Task to carry out. Please work out how many of the lines below include "dermatoscope". Only the number should be given.

Task input.
=== Section Start ===

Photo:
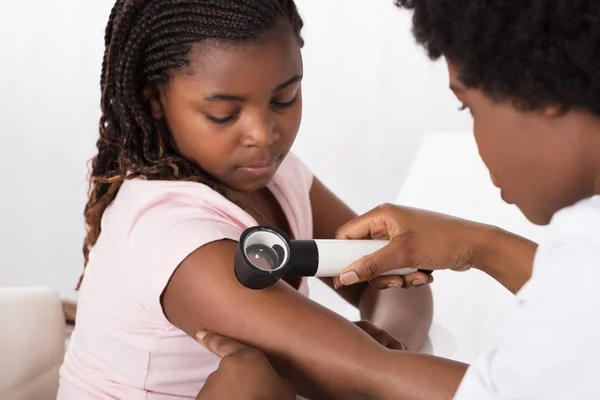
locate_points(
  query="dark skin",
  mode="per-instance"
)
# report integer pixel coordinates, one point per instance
(236, 111)
(517, 147)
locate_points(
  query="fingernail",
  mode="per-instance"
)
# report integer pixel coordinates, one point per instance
(200, 335)
(349, 278)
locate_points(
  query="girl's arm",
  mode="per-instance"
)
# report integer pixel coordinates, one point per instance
(323, 355)
(406, 314)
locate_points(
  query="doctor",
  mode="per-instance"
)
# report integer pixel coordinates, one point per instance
(529, 73)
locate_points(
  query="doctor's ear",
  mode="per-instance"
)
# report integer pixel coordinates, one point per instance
(152, 96)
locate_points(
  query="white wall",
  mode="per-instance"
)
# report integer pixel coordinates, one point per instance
(370, 96)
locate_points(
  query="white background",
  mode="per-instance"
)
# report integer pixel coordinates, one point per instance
(370, 97)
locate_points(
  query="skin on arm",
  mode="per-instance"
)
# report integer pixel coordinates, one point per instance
(322, 354)
(405, 314)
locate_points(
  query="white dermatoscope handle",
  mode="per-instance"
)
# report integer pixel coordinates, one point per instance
(336, 255)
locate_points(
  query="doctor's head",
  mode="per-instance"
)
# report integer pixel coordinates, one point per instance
(529, 73)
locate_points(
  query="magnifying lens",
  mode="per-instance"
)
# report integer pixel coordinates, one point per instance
(265, 255)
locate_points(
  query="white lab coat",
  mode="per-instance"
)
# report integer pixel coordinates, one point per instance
(551, 348)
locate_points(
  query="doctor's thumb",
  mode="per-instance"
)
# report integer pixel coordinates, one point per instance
(371, 266)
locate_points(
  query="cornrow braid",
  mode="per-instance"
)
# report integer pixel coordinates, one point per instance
(144, 40)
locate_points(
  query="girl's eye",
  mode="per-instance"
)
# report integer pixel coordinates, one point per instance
(279, 104)
(221, 121)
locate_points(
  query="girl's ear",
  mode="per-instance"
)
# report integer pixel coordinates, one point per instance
(152, 97)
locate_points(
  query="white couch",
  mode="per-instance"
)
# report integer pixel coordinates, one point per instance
(32, 343)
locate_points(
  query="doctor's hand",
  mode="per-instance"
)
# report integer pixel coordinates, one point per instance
(243, 374)
(418, 239)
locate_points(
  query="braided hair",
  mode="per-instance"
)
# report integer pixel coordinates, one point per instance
(144, 41)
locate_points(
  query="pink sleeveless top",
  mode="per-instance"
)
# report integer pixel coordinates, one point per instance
(123, 347)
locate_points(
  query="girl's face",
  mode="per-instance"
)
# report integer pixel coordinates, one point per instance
(236, 109)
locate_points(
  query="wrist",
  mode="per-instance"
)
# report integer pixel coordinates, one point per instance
(506, 257)
(483, 242)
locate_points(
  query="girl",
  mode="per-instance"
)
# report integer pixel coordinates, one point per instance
(201, 103)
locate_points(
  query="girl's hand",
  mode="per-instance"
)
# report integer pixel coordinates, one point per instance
(244, 373)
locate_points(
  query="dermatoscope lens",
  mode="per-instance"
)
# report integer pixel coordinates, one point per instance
(264, 257)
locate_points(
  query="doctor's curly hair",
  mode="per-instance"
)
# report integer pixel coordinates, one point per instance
(533, 53)
(144, 41)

=== Section End ===

Answer space. 2